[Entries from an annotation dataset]
— start —

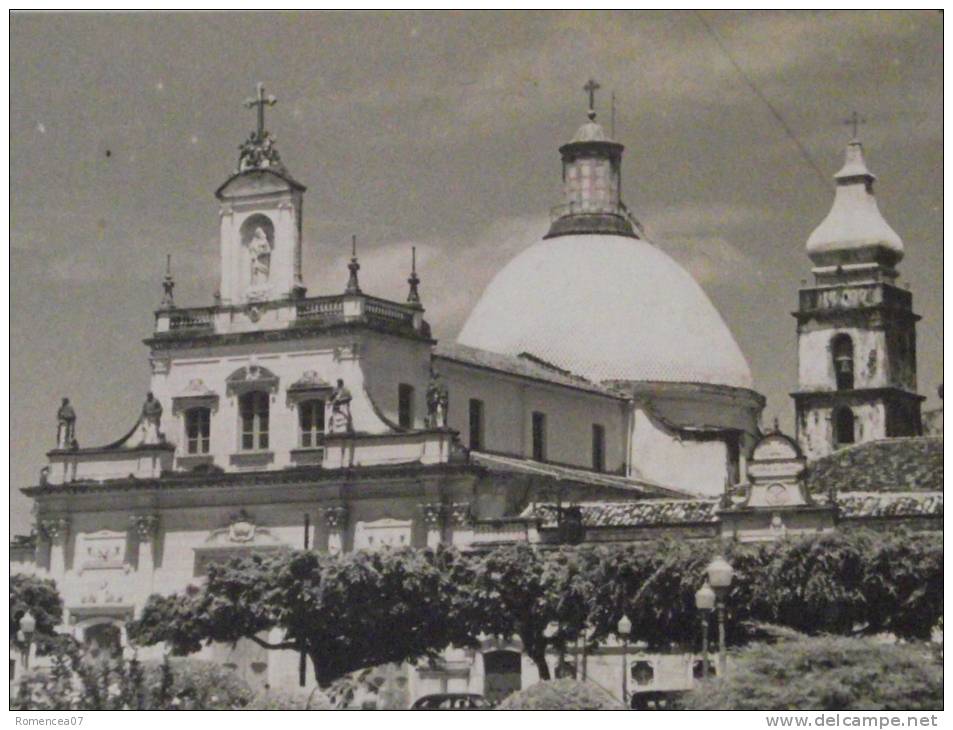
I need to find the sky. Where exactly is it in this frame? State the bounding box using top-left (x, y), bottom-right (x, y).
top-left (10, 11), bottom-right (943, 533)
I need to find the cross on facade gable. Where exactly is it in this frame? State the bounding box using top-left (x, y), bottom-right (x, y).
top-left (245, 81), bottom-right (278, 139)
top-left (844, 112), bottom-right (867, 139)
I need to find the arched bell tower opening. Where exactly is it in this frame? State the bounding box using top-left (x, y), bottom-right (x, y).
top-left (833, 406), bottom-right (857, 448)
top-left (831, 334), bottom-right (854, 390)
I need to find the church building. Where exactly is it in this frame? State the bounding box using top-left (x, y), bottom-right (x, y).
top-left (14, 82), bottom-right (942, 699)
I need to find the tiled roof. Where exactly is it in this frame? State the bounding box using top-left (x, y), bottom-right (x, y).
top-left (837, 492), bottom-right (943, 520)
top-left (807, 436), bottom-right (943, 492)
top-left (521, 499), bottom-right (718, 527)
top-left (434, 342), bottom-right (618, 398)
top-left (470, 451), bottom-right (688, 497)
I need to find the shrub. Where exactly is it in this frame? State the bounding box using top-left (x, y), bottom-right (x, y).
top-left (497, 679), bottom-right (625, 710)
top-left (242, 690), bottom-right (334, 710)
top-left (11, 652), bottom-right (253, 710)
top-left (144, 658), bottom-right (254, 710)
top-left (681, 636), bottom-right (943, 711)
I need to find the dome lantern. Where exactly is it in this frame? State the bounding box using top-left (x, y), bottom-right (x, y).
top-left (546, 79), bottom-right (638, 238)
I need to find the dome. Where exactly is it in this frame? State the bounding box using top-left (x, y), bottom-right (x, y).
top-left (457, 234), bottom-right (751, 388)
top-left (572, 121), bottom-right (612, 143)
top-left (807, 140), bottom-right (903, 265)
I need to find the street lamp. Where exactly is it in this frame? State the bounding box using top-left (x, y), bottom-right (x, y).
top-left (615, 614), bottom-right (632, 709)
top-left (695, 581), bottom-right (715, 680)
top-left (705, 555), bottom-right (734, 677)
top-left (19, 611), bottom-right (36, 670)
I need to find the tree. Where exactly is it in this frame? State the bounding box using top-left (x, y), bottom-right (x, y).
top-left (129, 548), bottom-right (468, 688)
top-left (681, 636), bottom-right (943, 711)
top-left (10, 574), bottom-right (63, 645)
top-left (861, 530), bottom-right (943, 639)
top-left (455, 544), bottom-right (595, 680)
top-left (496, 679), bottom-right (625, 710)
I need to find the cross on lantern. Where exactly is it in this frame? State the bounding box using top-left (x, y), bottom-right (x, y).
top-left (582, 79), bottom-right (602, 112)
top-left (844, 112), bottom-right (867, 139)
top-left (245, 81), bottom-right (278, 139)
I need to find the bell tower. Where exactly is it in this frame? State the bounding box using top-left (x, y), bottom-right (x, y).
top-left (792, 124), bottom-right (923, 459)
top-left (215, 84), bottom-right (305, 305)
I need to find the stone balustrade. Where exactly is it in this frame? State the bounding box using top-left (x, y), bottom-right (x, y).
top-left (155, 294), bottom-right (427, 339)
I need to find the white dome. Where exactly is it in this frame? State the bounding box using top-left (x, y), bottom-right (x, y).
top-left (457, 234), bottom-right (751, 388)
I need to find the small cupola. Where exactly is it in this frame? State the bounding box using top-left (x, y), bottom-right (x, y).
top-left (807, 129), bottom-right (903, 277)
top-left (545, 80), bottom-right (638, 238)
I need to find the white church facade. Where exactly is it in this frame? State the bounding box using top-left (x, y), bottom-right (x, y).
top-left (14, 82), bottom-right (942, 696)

— end —

Stated problem: Reproduce the lines from the top through the line containing "top-left (14, 82), bottom-right (942, 699)", including that line. Leave the picture out of your copy.

Exercise answer:
I need to find the sky. Where exactly is it in this frame? State the bounding box using top-left (x, y), bottom-right (x, y).
top-left (10, 11), bottom-right (943, 533)
I need to find the cross on facade gable. Where exactly is it in this frame? State the bounding box using top-left (x, y), bottom-right (x, y).
top-left (245, 81), bottom-right (278, 139)
top-left (844, 112), bottom-right (867, 139)
I need to find the arched bell tower opening. Where exactly is it in this frame? State the bounding box using top-left (x, y), bottom-right (x, y).
top-left (833, 406), bottom-right (857, 448)
top-left (831, 334), bottom-right (854, 390)
I need to find the church building. Where exactly is it in this frame? State the bounding box using top-left (x, y), bottom-right (x, y).
top-left (14, 82), bottom-right (942, 699)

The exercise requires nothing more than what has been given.